Reproduce the blog post below word for word, starting at the words "3. Don’t forget" and stopping after "a trick question?".
--- EXCERPT ---
Here are the top — and bottom — 5 states in terms of the average number of pages viewed per visit here at Len Penzo dot Com over the past 30 days:

1. Louisiana (2.80 pages/visit)
2. North Dakota (2.36)
3. Indiana (2.25)
4. Rhode Island (2.21)
5. Utah (2.16)

46. Kentucky (1.73)
47. Massachusetts (1.72)
48. Delaware (1.71)
49. Arkansas (1.70)
50. Maine (1.61)

Whether you happen to enjoy what you’re reading (like my friends in Louisiana) — or not (ahem, Maine, for the third month in a row) — please don’t forget to:

1. Click on that “Like” button in the sidebar to your right and become a fan of Len Penzo dot Com on Facebook!

2. Make sure you follow me on Twitter!

And last, but not least…

3. Don’t forget to subscribe to my RSS feed too! Thank you. :-)

Letters, I Get Letters

Every week I feature the most interesting question or comment – assuming I get one, that is. And folks who are lucky enough to have the only question in the mailbag get their letter highlighted here whether it’s interesting or not!

Superman has Lex Luthor; I have Oscar, who recently took the time (yet again) to remind me that I’m not the sharpest knife in the drawer:

… If you had the cash on hand and your two options for buying a $100,000 house were for $125,000 or $200,000, which would you choose? DUH!

Um, is that a trick question?

I’m Len Penzo and I approved this message. (All 1184 words of it.)

8 comments to Black Coffee: My Latest Challenge – Around the Horn in Ten Words or Less

  • hate to admit it but imho government cheese is some of the best tasting cheese that you can get.

    i wonder how many of those long term unemployed are actually under the table self-employed?

    ohhh, Mr. Buffet does practice what he preaches, Len. the problem lies in the fact that what he preaches in public isn’t what he preaches and practice behind closed doors. and you know as well as any man that what a man does behind closed doors is what satisfies him most.

    and I take it that the other 40 States that view this site fall in between the top 5 and bottom 5 somewhere, huh?

    question;
    isn’t having a sales tax as well as an income tax double-speak for double taxation?

    • Len Penzo

      Is government cheese really that good? I had no idea. Well, all the more reason for me to count on it when I’m retired!

      Buffett — as is every other millionaire/billionaire who says they need to pay more taxes — are complete hypocrites. If they truly felt that way, nothing is stopping them from pulling out their checkbooks and making additional contributions to the US Treasury.

      Yes, the other 40 states fall in between.
--- DATASET EXTRACT ---
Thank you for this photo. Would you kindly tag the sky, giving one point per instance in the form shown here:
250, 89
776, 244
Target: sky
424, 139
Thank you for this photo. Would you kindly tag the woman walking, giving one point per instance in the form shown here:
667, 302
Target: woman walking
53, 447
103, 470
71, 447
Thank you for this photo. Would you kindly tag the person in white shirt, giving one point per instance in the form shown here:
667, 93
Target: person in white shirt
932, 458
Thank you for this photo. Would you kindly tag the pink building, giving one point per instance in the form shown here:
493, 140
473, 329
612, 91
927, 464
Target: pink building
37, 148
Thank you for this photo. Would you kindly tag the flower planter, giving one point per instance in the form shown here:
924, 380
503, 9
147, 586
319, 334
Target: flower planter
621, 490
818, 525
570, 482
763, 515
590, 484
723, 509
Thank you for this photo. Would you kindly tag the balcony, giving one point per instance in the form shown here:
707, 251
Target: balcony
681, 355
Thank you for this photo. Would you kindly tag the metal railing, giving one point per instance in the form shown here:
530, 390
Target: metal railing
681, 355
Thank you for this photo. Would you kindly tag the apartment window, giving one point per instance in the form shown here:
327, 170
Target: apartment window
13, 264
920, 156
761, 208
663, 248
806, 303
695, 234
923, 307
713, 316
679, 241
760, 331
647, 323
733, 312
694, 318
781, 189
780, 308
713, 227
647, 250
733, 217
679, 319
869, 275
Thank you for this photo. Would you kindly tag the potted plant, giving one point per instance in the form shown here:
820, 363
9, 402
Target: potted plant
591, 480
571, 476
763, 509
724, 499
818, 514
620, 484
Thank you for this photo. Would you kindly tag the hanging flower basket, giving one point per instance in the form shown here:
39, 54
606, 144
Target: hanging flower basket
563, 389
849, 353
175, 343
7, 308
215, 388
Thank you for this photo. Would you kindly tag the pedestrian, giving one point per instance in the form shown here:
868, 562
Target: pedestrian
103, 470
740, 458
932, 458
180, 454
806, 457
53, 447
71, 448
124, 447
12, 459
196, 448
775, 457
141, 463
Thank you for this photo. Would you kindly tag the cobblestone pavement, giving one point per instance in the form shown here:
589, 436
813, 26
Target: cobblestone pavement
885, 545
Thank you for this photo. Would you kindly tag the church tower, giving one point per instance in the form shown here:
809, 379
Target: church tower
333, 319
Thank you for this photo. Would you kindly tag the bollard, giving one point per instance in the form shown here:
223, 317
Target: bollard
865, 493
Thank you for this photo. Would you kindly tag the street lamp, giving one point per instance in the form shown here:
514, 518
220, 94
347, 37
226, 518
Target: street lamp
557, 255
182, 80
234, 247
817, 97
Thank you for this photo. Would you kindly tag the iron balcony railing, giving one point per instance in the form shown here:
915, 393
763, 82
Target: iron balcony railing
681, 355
---
--- DATASET EXTRACT ---
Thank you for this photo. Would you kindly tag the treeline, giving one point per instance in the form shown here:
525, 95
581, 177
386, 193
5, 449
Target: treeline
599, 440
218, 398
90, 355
---
» **TASK ANSWER**
3. Don’t forget to subscribe to my RSS feed too! Thank you. :-)

Letters, I Get Letters

Every week I feature the most interesting question or comment – assuming I get one, that is. And folks who are lucky enough to have the only question in the mailbag get their letter highlighted here whether it’s interesting or not!

Superman has Lex Luthor; I have Oscar, who recently took the time (yet again) to remind me that I’m not the sharpest knife in the drawer:

… If you had the cash on hand and your two options for buying a $100,000 house were for $125,000 or $200,000, which would you choose? DUH!

Um, is that a trick question?